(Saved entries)
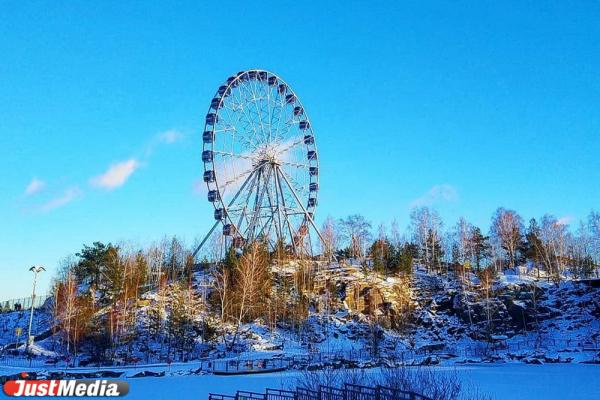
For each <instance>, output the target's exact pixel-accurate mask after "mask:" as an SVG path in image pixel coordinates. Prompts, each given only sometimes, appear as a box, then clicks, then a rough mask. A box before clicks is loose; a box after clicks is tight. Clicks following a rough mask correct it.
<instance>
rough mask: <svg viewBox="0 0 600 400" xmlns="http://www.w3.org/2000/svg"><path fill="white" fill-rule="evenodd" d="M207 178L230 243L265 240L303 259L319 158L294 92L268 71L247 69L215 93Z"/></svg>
mask: <svg viewBox="0 0 600 400" xmlns="http://www.w3.org/2000/svg"><path fill="white" fill-rule="evenodd" d="M202 142H203V151H202V163H203V166H204V173H203V180H204V182H205V183H206V186H207V200H208V201H209V202H210V203H212V205H213V206H214V214H213V217H214V219H215V223H214V225H213V228H212V229H211V231H210V232H209V233H208V235H207V236H206V238H205V239H204V240H203V241H202V243H201V244H200V246H198V248H197V249H196V252H195V253H194V254H196V253H197V252H198V251H199V250H200V248H201V247H202V245H203V244H204V242H205V241H206V239H207V238H208V236H210V235H211V234H212V232H213V231H214V230H215V229H216V228H217V227H220V228H221V234H222V235H223V237H225V238H226V239H227V240H228V241H229V243H230V244H231V245H233V246H234V247H236V248H243V247H244V245H246V244H247V243H251V242H254V241H257V240H261V241H264V242H266V243H268V244H269V246H270V247H271V248H272V249H274V248H276V246H281V245H282V246H285V247H286V248H288V249H289V250H291V251H293V252H294V253H298V252H300V251H303V249H306V247H307V246H310V234H309V231H310V228H311V227H312V228H313V229H314V230H315V232H316V233H317V235H318V236H319V238H320V239H321V240H322V237H321V235H320V233H319V231H318V229H317V227H316V225H315V222H314V219H313V218H314V214H315V210H316V208H317V195H318V192H319V156H318V152H317V145H316V141H315V134H314V131H313V127H312V125H311V123H310V120H309V118H308V114H307V112H306V109H305V108H304V106H303V105H302V102H301V101H300V99H299V98H298V96H297V95H296V93H294V91H293V90H292V88H291V87H290V86H289V85H288V84H287V83H286V82H285V81H284V80H283V79H281V78H280V77H279V76H277V75H275V74H274V73H272V72H269V71H265V70H256V69H252V70H247V71H242V72H239V73H237V74H235V75H233V76H231V77H229V78H228V79H227V81H226V82H224V83H223V84H222V85H221V86H219V88H218V89H217V91H216V93H215V95H214V96H213V98H212V100H211V102H210V106H209V109H208V113H207V114H206V119H205V127H204V132H203V134H202Z"/></svg>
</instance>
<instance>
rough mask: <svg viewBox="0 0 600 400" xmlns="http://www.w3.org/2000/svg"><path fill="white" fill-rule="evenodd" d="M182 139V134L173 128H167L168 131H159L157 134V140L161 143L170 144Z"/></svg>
mask: <svg viewBox="0 0 600 400" xmlns="http://www.w3.org/2000/svg"><path fill="white" fill-rule="evenodd" d="M181 139H183V134H182V133H181V132H179V131H178V130H175V129H169V130H168V131H165V132H161V133H159V134H158V140H159V141H160V142H161V143H166V144H172V143H175V142H178V141H180V140H181Z"/></svg>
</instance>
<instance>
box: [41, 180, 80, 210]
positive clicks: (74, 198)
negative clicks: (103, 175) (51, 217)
mask: <svg viewBox="0 0 600 400" xmlns="http://www.w3.org/2000/svg"><path fill="white" fill-rule="evenodd" d="M81 194H82V192H81V190H80V189H79V188H78V187H77V186H74V187H70V188H68V189H66V190H65V191H64V192H63V193H62V194H61V195H60V196H58V197H56V198H54V199H52V200H50V201H48V202H47V203H44V204H42V205H41V206H40V207H39V210H40V211H42V212H49V211H52V210H54V209H56V208H59V207H62V206H65V205H67V204H69V203H70V202H72V201H73V200H75V199H77V198H78V197H79V196H81Z"/></svg>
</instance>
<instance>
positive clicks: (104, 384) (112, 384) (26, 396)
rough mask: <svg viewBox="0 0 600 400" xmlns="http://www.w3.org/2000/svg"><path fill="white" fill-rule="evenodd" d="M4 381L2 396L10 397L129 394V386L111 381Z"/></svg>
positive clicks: (15, 380)
mask: <svg viewBox="0 0 600 400" xmlns="http://www.w3.org/2000/svg"><path fill="white" fill-rule="evenodd" d="M21 377H22V378H23V379H18V380H11V381H6V382H5V383H4V388H3V390H4V394H6V395H7V396H10V397H121V396H125V395H126V394H127V393H128V392H129V384H128V383H127V382H125V381H118V380H112V379H74V380H62V379H51V380H25V378H27V374H26V373H22V374H21Z"/></svg>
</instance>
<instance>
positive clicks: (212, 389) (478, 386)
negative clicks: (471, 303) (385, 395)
mask: <svg viewBox="0 0 600 400" xmlns="http://www.w3.org/2000/svg"><path fill="white" fill-rule="evenodd" d="M435 368H436V369H437V370H440V371H452V370H455V371H456V372H457V373H458V376H459V377H460V379H461V381H462V382H463V383H464V384H465V385H466V386H468V387H471V388H477V389H478V390H479V392H480V393H483V394H488V395H490V396H491V398H493V399H497V400H504V399H510V400H536V399H540V400H554V399H557V400H558V399H560V400H565V399H577V400H586V399H589V400H592V399H600V365H585V364H562V365H556V364H554V365H524V364H517V363H509V364H490V365H476V366H461V367H435ZM369 373H373V374H376V373H378V370H376V369H373V370H370V371H369ZM298 376H299V372H297V371H294V372H280V373H273V374H263V375H247V376H215V375H188V376H167V377H163V378H132V379H128V381H129V384H130V392H129V394H128V395H127V398H129V399H132V400H133V399H140V400H141V399H144V400H145V399H157V400H159V399H178V400H185V399H195V400H205V399H207V398H208V394H209V393H211V392H212V393H223V394H234V393H235V391H236V390H249V391H260V392H262V391H264V389H265V388H267V387H270V388H288V387H290V386H291V385H294V383H295V381H296V378H297V377H298ZM0 398H6V396H4V395H3V394H0Z"/></svg>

- [TO DO]:
Pictures stay out; the entries above are to be output exactly as given.

- [SOLUTION FOR THIS EXERCISE]:
For each <instance>, output the target's exact pixel-accurate mask after "mask:" as an SVG path in image pixel coordinates. Prompts, each given only sometimes, appear as a box, then clicks, then a rough mask. A box before clicks is loose; a box after clicks is tight. Clicks following a rough mask correct it.
<instance>
rough mask: <svg viewBox="0 0 600 400" xmlns="http://www.w3.org/2000/svg"><path fill="white" fill-rule="evenodd" d="M207 178L230 243L265 240L303 259L319 158L294 92L268 71L247 69L215 93Z"/></svg>
mask: <svg viewBox="0 0 600 400" xmlns="http://www.w3.org/2000/svg"><path fill="white" fill-rule="evenodd" d="M202 142H203V151H202V163H203V166H204V173H203V180H204V182H205V183H206V186H207V200H208V201H209V202H210V203H212V205H213V206H214V214H213V217H214V219H215V223H214V225H213V228H212V229H211V231H210V232H209V233H208V235H207V236H206V238H205V239H204V240H203V241H202V243H201V244H200V246H198V248H197V249H196V252H195V253H194V254H196V253H197V252H198V251H199V250H200V248H201V247H202V245H203V244H204V242H205V241H206V239H207V238H208V236H210V235H211V234H212V232H213V231H214V230H215V229H216V228H217V227H220V228H221V234H222V235H223V237H225V238H226V239H227V240H228V241H229V243H230V244H231V245H233V246H234V247H236V248H243V247H244V245H246V244H247V243H251V242H254V241H257V240H261V241H264V242H266V243H268V244H269V246H270V247H271V248H272V249H274V248H276V246H281V245H282V246H285V247H286V248H288V249H289V250H291V251H293V252H294V253H298V252H300V251H303V249H306V247H307V246H310V234H309V231H310V228H311V227H312V228H313V229H314V230H315V232H316V233H317V235H318V236H319V238H320V239H321V240H322V237H321V235H320V233H319V231H318V229H317V227H316V225H315V222H314V219H313V218H314V214H315V210H316V208H317V195H318V192H319V156H318V152H317V145H316V141H315V134H314V131H313V127H312V125H311V123H310V120H309V118H308V114H307V112H306V109H305V108H304V106H303V105H302V102H301V101H300V99H299V98H298V96H297V95H296V93H294V91H293V90H292V88H291V87H290V86H289V85H288V84H287V83H286V82H285V81H284V80H283V79H281V78H280V77H279V76H277V75H275V74H274V73H272V72H269V71H265V70H256V69H252V70H247V71H242V72H239V73H237V74H235V75H233V76H231V77H229V78H228V79H227V81H226V82H224V83H223V84H222V85H221V86H219V88H218V89H217V91H216V93H215V95H214V96H213V98H212V100H211V102H210V106H209V109H208V113H207V114H206V119H205V127H204V132H203V134H202Z"/></svg>
</instance>
<instance>
rough mask: <svg viewBox="0 0 600 400" xmlns="http://www.w3.org/2000/svg"><path fill="white" fill-rule="evenodd" d="M182 139V134L173 128H167L168 131H159L157 134V140L161 143L170 144Z"/></svg>
mask: <svg viewBox="0 0 600 400" xmlns="http://www.w3.org/2000/svg"><path fill="white" fill-rule="evenodd" d="M181 139H183V134H182V133H181V132H179V131H178V130H175V129H169V130H168V131H165V132H161V133H159V134H158V140H159V141H160V142H161V143H166V144H172V143H175V142H178V141H180V140H181Z"/></svg>
</instance>
<instance>
box: [41, 180, 80, 210]
positive clicks: (74, 198)
negative clicks: (103, 175) (51, 217)
mask: <svg viewBox="0 0 600 400" xmlns="http://www.w3.org/2000/svg"><path fill="white" fill-rule="evenodd" d="M81 194H82V192H81V190H80V189H79V188H78V187H77V186H74V187H70V188H68V189H66V190H65V191H64V192H63V193H62V194H61V195H60V196H58V197H56V198H54V199H52V200H50V201H48V202H47V203H44V204H42V205H41V206H40V207H39V210H40V211H42V212H49V211H52V210H54V209H56V208H59V207H62V206H65V205H67V204H69V203H70V202H72V201H73V200H75V199H77V198H78V197H79V196H81Z"/></svg>
</instance>
<instance>
positive clicks: (104, 384) (112, 384) (26, 396)
rough mask: <svg viewBox="0 0 600 400" xmlns="http://www.w3.org/2000/svg"><path fill="white" fill-rule="evenodd" d="M4 381L2 396L10 397L129 394V386L111 381Z"/></svg>
positive clicks: (15, 380)
mask: <svg viewBox="0 0 600 400" xmlns="http://www.w3.org/2000/svg"><path fill="white" fill-rule="evenodd" d="M21 377H22V378H23V379H18V380H11V381H6V382H5V383H4V388H3V390H4V394H6V395H7V396H10V397H121V396H125V395H126V394H127V393H128V392H129V384H128V383H127V382H125V381H118V380H112V379H74V380H62V379H51V380H25V378H27V374H26V373H22V374H21Z"/></svg>
</instance>
<instance>
positive clicks: (212, 389) (478, 386)
negative clicks: (471, 303) (385, 395)
mask: <svg viewBox="0 0 600 400" xmlns="http://www.w3.org/2000/svg"><path fill="white" fill-rule="evenodd" d="M435 368H436V369H437V370H440V371H452V370H455V371H456V372H457V373H458V376H459V377H460V379H461V381H462V382H463V383H464V384H465V385H466V386H468V387H471V388H477V389H478V390H479V392H480V393H483V394H488V395H490V396H491V398H493V399H497V400H504V399H510V400H536V399H540V400H554V399H557V400H558V399H560V400H565V399H577V400H586V399H589V400H592V399H600V365H585V364H562V365H556V364H554V365H524V364H517V363H509V364H490V365H476V366H461V367H435ZM369 373H373V374H376V373H378V370H376V369H373V370H370V371H369ZM298 376H299V372H297V371H294V372H280V373H273V374H263V375H247V376H215V375H188V376H167V377H163V378H132V379H128V381H129V384H130V392H129V394H128V395H127V398H129V399H132V400H133V399H140V400H141V399H144V400H145V399H157V400H159V399H178V400H185V399H195V400H205V399H207V398H208V394H209V393H211V392H212V393H223V394H234V393H235V391H236V390H249V391H260V392H262V391H264V389H265V388H267V387H270V388H288V387H290V386H291V385H294V383H295V381H296V378H297V377H298ZM0 398H6V396H4V395H3V394H0Z"/></svg>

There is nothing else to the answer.